■ **Provided text**
★ ★ ★ ★ ★ ★ ★

# Siberian Tiger vs Kodiak Grizzly Bear



## ScreenXSurfer (Aug 13, 2010)

This is a long time debate that I've seen in countless youtube videos (...) and it seems to be a even split.

People argue that the 700lb Siberian tiger could take a kodiak bear (1,500lb) that's over twice its weight, given that they sometimes kill the smaller eurasian brown bear if they cross each other.  

What does the OBD say?

Both are bloodlusted. I don't want the bear pussying out because it wants to avoid a confrontation or it's not interested. I want two pissed off animals.

Compare these two videos for tactics. 
Kodiak fight:
Link removed
Siberian mauling a Bengal:
Link removed


----------



## Glued (Aug 13, 2010)

That would be a Grizzly, they are much more aggressive than Kodiaks.

Siberian tigers tend to attack smaller Ussuri brown bears or female Ussuri brown bears, usually by ambush or by attacking hibernating bears. Ussuri brown bears have killed tigers in the past as well. 

A Kodiak is bigger than Ussuri brown bear.

A bear is a better wrestler than a tiger, in a straight fight it will maintain the top position. 

A tiger has a greater bite force, (Pound for Pound), but the bear has a teeth that are designed for gripping and pulling.


----------



## ScreenXSurfer (Aug 13, 2010)

> That would be a Grizzly, they are much more aggressive than Kodiaks.


Kodiaks = Alaskan grizzly bear. 

I also have to give it to the bear, for the reasons you've mentioned, and the fact that the only real damage to the bear is going to be from a bite. If the tiger is biting then it's stationary, and the bear can probably take the bite just like in the video above and shove it to the ground.

★ ★ ★ ★ ★ ★ ★

■ **Given request A**
In the thread on the Siberian tiger and the Kodiak bear, how do Siberian tigers tend to attack Ussuri brown bears?

★ ★ ★ ★ ★ ★ ★

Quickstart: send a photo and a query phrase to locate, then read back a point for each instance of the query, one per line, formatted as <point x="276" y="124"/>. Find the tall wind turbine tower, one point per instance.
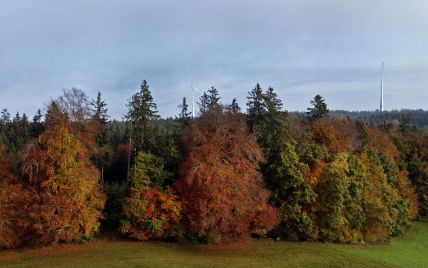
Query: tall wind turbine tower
<point x="194" y="89"/>
<point x="381" y="85"/>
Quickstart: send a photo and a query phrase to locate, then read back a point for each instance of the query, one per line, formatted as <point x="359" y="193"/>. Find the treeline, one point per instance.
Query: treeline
<point x="393" y="118"/>
<point x="223" y="176"/>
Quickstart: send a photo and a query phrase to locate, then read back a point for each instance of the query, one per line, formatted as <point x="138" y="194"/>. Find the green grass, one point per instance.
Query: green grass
<point x="410" y="250"/>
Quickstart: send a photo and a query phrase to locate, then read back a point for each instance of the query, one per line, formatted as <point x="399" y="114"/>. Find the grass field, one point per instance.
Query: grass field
<point x="410" y="250"/>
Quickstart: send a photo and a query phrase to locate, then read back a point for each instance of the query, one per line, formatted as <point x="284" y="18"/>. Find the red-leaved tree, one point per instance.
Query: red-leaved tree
<point x="220" y="186"/>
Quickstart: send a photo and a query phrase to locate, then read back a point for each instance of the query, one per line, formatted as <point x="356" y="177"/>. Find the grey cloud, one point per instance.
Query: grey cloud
<point x="301" y="48"/>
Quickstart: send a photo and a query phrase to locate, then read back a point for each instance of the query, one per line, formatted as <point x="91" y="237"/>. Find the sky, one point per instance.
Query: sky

★ ★ ★ ★ ★ ★ ★

■ **Given request B**
Transcribe the stretch of the records from the line containing "treeline, one point per instance." through the end of the records, character for character.

■ **Complete response A**
Usually by ambush or by attacking hibernating bears.

■ **Complete response B**
Quickstart: send a photo and a query phrase to locate, then read back a point for each instance of the query, one per line, formatted as <point x="359" y="193"/>. Find the treeline, one point per instance.
Query: treeline
<point x="393" y="118"/>
<point x="223" y="176"/>
Quickstart: send a photo and a query phrase to locate, then read back a point for each instance of the query, one per line, formatted as <point x="138" y="194"/>. Find the green grass, one point per instance.
Query: green grass
<point x="410" y="250"/>
Quickstart: send a photo and a query phrase to locate, then read back a point for each instance of the query, one per line, formatted as <point x="399" y="114"/>. Find the grass field, one point per instance.
Query: grass field
<point x="410" y="250"/>
Quickstart: send a photo and a query phrase to locate, then read back a point for each instance of the query, one per line, formatted as <point x="284" y="18"/>. Find the red-leaved tree, one point per instance.
Query: red-leaved tree
<point x="220" y="186"/>
Quickstart: send a photo and a query phrase to locate, then read back a point for each instance of the query, one per line, formatted as <point x="356" y="177"/>. Find the grey cloud, one point per instance.
Query: grey cloud
<point x="301" y="48"/>
Quickstart: send a photo and a query phrase to locate, then read back a point for each instance of the query, one per line, formatted as <point x="91" y="237"/>. Find the sky, one point per instance.
Query: sky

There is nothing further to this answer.